* Provided data
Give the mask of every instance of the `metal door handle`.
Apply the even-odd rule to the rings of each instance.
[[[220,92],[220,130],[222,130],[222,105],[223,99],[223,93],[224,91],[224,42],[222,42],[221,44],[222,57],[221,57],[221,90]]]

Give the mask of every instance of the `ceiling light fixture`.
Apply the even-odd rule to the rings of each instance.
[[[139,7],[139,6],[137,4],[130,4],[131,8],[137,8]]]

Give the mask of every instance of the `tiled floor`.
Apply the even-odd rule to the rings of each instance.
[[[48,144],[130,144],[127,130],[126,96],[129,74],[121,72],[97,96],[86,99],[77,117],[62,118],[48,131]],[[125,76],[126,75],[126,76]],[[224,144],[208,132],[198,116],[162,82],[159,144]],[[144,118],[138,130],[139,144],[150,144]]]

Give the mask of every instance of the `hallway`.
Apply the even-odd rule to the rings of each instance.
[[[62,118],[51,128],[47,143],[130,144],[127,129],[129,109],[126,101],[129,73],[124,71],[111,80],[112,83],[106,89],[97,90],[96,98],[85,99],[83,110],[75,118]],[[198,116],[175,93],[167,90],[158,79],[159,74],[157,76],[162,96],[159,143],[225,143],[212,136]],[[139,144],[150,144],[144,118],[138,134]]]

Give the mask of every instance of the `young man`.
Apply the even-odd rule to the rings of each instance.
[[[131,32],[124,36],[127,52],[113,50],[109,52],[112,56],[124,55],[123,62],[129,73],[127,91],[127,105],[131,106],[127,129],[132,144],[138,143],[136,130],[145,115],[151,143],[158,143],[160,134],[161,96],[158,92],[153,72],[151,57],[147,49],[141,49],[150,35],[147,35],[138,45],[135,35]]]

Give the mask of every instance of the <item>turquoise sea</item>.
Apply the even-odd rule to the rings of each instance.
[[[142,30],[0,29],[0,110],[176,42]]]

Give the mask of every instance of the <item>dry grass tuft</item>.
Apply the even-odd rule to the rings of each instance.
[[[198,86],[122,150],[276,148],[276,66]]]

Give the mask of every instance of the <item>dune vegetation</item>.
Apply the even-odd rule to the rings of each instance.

* Exercise objective
Report every line of the listing above that contains the word "mask". Case counts.

* Answer to the exercise
Give the mask of every instance of the `metal door handle`.
Give the mask of every instance of the `ceiling light fixture`.
Give the mask of every instance of the `tiled floor`.
Give the mask of every instance of the `hallway`.
Give the mask of every instance of the `young man`.
Give the mask of every instance of the <item>turquoise sea</item>.
Give the mask of every instance of the <item>dry grass tuft</item>.
Give the mask of every instance of the <item>dune vegetation</item>.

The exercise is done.